Direction 1: Render the pointing dataset rows as a two-column CSV with the headers request and points, one line for each row. Put the row's text and its answer each in a single quoted field with line breaks replaced by spaces, and leave the pictures out.

Eastern Conference Deficit is Relative

By HOWARD BERGER

TORONTO (July 11) – In response to my blog from Thursday suggesting the Maple Leafs are better positioned for a prime draft choice than a playoff spot next season, a cabal of die-hard fans pointed out the comparative debility of the Eastern Conference and how the club could easily stay afloat amid such shabby competition. The majority of readers, however, concurred with my premise. Some further observations:

? First, the blog was not critical of the Maple Leafs in any way but the obvious – that the club is sorely lacking size and depth at the key center-ice position and, right now, is returning with a nucleus that has chronically blundered late in the season; acutely so in a Game 7 playoff showdown against Boston. Any dispassionate observation of the Blue and White would conclude the team has wasted many years trying to fast-track achievement and is only now starting to build conventionally.

Direction 2: Write the next part of the column on the Maple Leafs' playoff outlook, picking up after its final sentence.

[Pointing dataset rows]
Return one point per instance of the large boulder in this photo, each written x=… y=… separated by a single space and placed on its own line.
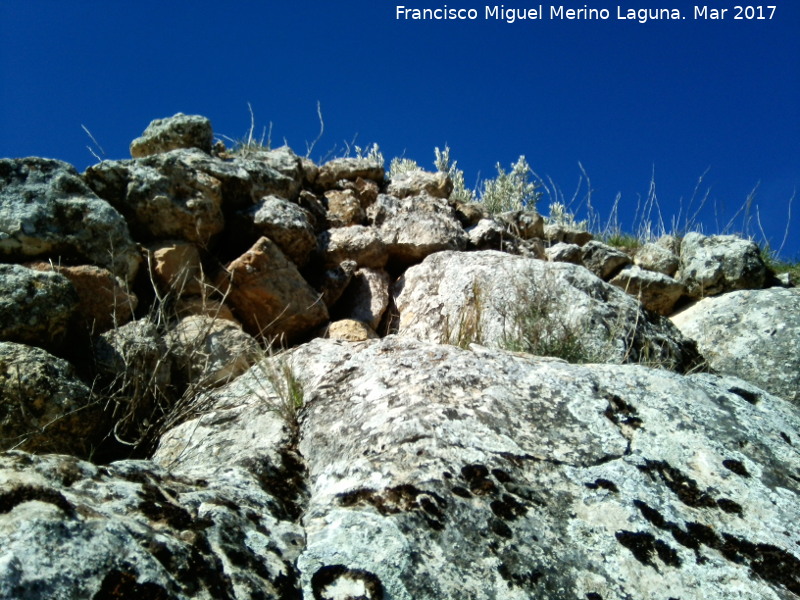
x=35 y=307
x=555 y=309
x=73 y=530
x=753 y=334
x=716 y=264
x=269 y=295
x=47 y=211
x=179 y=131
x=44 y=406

Expected output 1:
request,points
"Return one point per instance of the large boulder in this photo, each written x=… y=… separated by a single space and placed on its own line.","x=35 y=307 x=555 y=309 x=73 y=530 x=753 y=334 x=716 y=264 x=269 y=295 x=47 y=211 x=179 y=131 x=44 y=406"

Expected output 2:
? For a fan to take comfort in the obvious disparity between East and West is ridiculous given that the Maple Leafs have to play 30 games – or roughly 40 percent of their schedule – against Western opposition. And, anyone that thinks the club will breeze past its Eastern rivals in the other 52 encounters isn’t paying attention. At this time – on paper anyway – Boston, Columbus, Detroit, Florida, Montreal, New Jersey, New York Rangers, Philadelphia, Pittsburgh and Tampa Bay are superior to the Maple Leafs. And there is no way to determine whether the Leafs are better than Ottawa, the New York Islanders or Buffalo (which beefed up on July 1). So, to suggest the club will prosper simply because it resides in the weaker Conference is extremely wishful thinking.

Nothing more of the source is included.